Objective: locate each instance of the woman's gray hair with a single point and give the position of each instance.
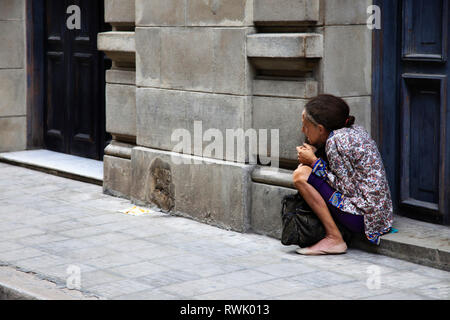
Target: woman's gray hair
(309, 117)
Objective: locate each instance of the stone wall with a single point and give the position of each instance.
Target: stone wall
(229, 64)
(12, 76)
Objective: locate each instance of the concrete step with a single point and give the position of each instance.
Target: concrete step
(285, 45)
(416, 241)
(18, 285)
(60, 164)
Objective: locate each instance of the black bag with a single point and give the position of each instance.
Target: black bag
(301, 226)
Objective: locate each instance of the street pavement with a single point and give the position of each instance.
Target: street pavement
(51, 226)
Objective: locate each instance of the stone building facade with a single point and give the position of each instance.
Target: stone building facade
(209, 64)
(229, 64)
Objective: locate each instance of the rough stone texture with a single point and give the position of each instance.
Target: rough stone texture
(343, 12)
(285, 45)
(121, 110)
(160, 13)
(12, 92)
(121, 76)
(119, 12)
(160, 256)
(219, 13)
(12, 51)
(13, 134)
(347, 61)
(286, 12)
(284, 88)
(214, 192)
(266, 207)
(199, 59)
(12, 9)
(118, 46)
(284, 115)
(160, 112)
(117, 176)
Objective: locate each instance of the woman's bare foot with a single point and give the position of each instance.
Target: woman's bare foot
(328, 245)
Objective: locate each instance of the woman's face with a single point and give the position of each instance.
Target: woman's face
(313, 133)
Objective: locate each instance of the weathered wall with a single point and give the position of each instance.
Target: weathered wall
(229, 64)
(12, 76)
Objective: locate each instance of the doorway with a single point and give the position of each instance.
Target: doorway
(67, 75)
(411, 105)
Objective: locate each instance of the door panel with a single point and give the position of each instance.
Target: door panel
(425, 29)
(75, 80)
(411, 103)
(421, 141)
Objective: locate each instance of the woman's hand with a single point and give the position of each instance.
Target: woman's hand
(306, 155)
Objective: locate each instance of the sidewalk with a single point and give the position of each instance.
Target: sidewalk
(48, 223)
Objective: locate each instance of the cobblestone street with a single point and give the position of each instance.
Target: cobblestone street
(48, 223)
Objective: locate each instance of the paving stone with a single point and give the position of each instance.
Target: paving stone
(193, 288)
(111, 261)
(276, 287)
(320, 279)
(435, 291)
(21, 233)
(209, 269)
(9, 246)
(119, 288)
(97, 277)
(398, 295)
(230, 294)
(168, 277)
(165, 257)
(40, 239)
(406, 280)
(137, 270)
(150, 295)
(285, 269)
(20, 254)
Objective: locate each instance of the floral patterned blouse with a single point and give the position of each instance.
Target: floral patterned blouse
(356, 171)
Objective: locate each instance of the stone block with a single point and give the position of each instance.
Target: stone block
(198, 59)
(118, 46)
(13, 134)
(265, 215)
(121, 109)
(12, 50)
(119, 12)
(229, 13)
(187, 58)
(343, 12)
(347, 61)
(286, 12)
(285, 45)
(160, 12)
(121, 76)
(284, 115)
(285, 88)
(12, 92)
(117, 176)
(232, 71)
(160, 112)
(214, 192)
(12, 9)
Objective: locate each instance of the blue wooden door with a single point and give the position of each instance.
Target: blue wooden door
(412, 117)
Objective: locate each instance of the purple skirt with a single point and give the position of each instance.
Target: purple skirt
(353, 222)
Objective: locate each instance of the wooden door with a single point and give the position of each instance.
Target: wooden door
(410, 95)
(74, 99)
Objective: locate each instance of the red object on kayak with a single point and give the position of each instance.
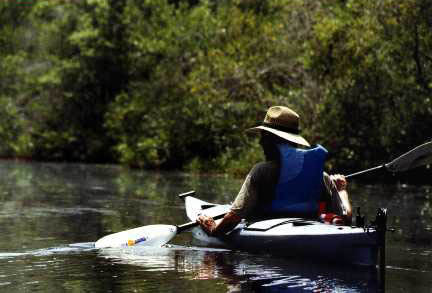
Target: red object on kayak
(330, 218)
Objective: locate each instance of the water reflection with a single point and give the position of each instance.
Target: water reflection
(243, 272)
(46, 207)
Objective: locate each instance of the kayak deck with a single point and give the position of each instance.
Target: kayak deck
(290, 237)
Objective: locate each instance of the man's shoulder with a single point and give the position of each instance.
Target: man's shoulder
(265, 168)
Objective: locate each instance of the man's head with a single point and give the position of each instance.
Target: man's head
(283, 123)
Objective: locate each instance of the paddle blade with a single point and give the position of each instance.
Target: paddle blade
(151, 235)
(419, 156)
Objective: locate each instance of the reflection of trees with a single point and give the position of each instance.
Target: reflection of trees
(242, 272)
(409, 207)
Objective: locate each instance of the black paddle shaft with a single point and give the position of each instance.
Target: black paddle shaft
(365, 171)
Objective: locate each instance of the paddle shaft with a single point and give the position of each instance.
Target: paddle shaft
(365, 171)
(418, 156)
(186, 226)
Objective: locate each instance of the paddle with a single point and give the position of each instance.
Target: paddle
(418, 156)
(151, 235)
(157, 235)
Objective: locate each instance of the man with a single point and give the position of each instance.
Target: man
(288, 183)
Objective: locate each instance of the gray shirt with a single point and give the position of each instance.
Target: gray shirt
(259, 188)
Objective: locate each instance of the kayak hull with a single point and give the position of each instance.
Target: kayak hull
(293, 237)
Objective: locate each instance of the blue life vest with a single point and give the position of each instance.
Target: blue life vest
(300, 181)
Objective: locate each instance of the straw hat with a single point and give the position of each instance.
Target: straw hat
(283, 122)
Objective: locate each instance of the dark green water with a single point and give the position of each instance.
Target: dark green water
(50, 215)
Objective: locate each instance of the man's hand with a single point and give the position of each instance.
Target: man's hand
(339, 181)
(207, 223)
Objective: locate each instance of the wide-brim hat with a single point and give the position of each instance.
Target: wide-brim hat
(282, 122)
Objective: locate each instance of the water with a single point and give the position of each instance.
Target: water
(51, 214)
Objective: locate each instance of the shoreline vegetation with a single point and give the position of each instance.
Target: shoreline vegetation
(173, 84)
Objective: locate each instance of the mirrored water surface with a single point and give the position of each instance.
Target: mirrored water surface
(51, 214)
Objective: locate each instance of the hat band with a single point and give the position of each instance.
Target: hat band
(282, 128)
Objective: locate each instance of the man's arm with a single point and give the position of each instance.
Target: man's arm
(336, 185)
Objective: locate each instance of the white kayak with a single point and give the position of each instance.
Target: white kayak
(290, 237)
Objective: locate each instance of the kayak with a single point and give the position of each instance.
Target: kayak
(294, 237)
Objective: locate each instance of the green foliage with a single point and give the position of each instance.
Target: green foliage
(172, 84)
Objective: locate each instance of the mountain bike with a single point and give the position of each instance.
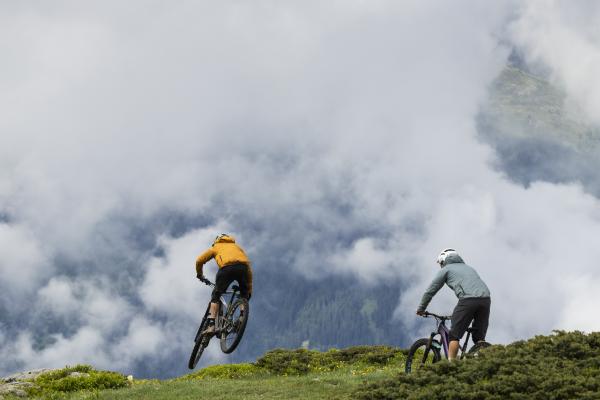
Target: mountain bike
(230, 324)
(428, 350)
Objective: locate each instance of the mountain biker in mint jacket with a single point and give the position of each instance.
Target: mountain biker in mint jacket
(473, 298)
(234, 265)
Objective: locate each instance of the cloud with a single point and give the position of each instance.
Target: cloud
(565, 39)
(336, 140)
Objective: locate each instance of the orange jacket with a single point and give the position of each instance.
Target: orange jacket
(225, 252)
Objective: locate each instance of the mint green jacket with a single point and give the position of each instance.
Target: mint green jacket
(461, 278)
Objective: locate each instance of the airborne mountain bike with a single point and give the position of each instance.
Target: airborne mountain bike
(428, 350)
(230, 324)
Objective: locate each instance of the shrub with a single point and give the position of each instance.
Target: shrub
(560, 366)
(301, 361)
(225, 371)
(69, 380)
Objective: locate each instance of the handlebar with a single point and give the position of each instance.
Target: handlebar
(442, 317)
(207, 282)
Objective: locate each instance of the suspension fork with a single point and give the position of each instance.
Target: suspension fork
(463, 350)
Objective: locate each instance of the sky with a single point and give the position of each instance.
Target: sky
(338, 138)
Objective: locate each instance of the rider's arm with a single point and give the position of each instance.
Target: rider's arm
(249, 279)
(433, 288)
(203, 259)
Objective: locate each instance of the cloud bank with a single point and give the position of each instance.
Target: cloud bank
(335, 140)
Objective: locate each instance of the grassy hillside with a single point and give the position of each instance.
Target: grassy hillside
(558, 366)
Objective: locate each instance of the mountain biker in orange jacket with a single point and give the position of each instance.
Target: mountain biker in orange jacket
(473, 298)
(234, 265)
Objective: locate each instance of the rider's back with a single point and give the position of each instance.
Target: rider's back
(465, 281)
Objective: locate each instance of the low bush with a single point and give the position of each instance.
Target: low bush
(556, 367)
(301, 361)
(80, 377)
(225, 371)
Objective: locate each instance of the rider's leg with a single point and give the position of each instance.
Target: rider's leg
(214, 310)
(481, 320)
(453, 350)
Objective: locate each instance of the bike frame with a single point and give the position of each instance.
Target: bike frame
(444, 333)
(224, 306)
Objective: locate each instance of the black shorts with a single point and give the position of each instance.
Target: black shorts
(476, 309)
(228, 274)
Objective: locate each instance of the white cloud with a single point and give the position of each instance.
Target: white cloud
(565, 38)
(336, 137)
(23, 260)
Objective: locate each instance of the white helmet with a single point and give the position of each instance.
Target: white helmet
(445, 254)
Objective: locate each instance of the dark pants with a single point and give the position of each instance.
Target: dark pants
(476, 309)
(228, 274)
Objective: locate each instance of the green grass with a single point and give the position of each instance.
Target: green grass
(290, 374)
(556, 367)
(338, 384)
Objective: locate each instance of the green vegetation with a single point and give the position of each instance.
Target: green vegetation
(77, 378)
(559, 366)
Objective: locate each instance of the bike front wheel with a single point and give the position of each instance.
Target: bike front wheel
(421, 354)
(234, 325)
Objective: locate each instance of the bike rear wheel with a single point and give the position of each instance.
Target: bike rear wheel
(421, 354)
(200, 342)
(234, 325)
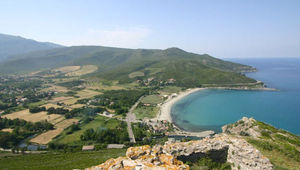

_ _ _ _ _ _ _

--- PROMPT ---
Could you return exactly the lines above from the line with "Objective: locate each instance of the stone wall" to the line with "Objective: locate each instance of the rough", both included, and nothing else?

--- RESPONSE BELOW ---
Objective: locate each instance of the stone wall with a single point and give the position of each instance.
Target: stone wall
(229, 64)
(12, 76)
Objective: locate each instance of the concrete step with a single point and give the position of each instance.
Target: concrete step
(285, 45)
(416, 241)
(18, 285)
(60, 164)
Objective: locate each instance of the black bag with a single point and give the position of each instance.
Target: black bag
(301, 226)
Objective: locate each instance of the street pavement with a single point and give the position of each instance.
Target: street pavement
(51, 226)
Objective: locate each instance of the stone building facade with a single point and give the position of each instance.
Target: stone building facade
(209, 64)
(229, 64)
Objective: locate each instance of the rough stone texture with a single point and give the position of each instance.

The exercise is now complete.